▶ WHAT YOU NEED TO DO: Reproduce the lines from the one containing "Locate the wire" through the one containing "<point>614,93</point>", inclusive, renaming "wire fence" to "chain-link fence" wherever it occurs and leaving all else unchanged.

▶ SUPPLIED DATA:

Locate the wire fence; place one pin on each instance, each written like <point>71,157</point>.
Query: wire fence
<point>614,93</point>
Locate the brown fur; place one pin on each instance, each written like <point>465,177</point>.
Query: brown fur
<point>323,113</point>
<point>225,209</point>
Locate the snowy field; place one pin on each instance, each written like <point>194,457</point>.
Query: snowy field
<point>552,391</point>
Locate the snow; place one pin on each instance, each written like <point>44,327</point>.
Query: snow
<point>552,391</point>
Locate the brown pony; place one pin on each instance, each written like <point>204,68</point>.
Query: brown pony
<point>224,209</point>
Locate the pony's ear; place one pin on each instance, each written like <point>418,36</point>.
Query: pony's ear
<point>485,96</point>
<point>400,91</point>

---

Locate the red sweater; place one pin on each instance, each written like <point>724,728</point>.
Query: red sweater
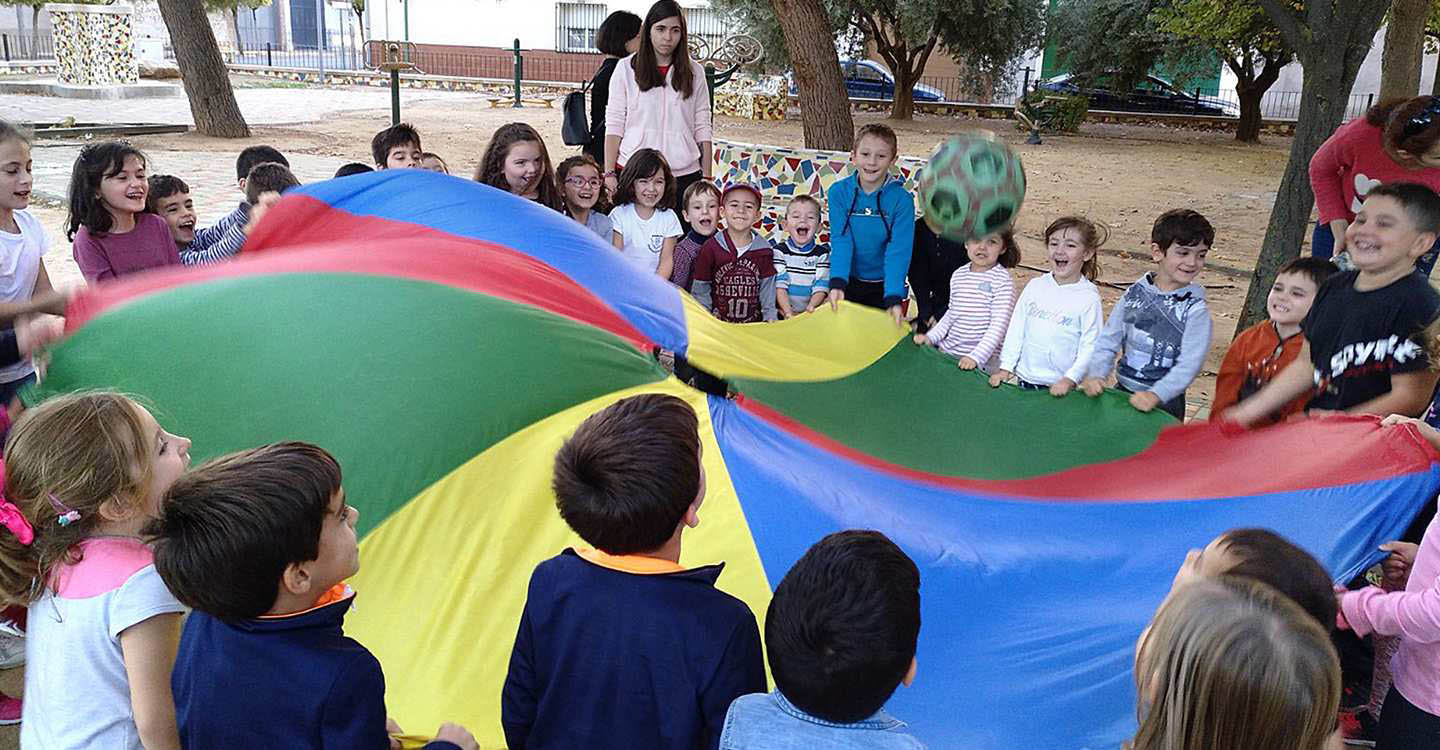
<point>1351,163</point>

---

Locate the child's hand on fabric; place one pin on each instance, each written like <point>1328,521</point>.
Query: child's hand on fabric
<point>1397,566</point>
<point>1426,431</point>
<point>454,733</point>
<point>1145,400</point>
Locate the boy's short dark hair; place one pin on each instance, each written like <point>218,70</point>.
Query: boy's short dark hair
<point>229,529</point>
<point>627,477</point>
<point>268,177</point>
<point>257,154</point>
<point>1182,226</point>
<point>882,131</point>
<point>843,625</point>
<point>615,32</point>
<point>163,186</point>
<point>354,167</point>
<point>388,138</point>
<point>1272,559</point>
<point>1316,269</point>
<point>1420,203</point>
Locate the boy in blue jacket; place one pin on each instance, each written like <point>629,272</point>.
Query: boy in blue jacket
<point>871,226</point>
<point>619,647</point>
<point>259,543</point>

▶ THE REPLY:
Locate the chain-link fence; place one pin on each instance, each written like <point>71,157</point>.
Query: chain-link fence
<point>614,93</point>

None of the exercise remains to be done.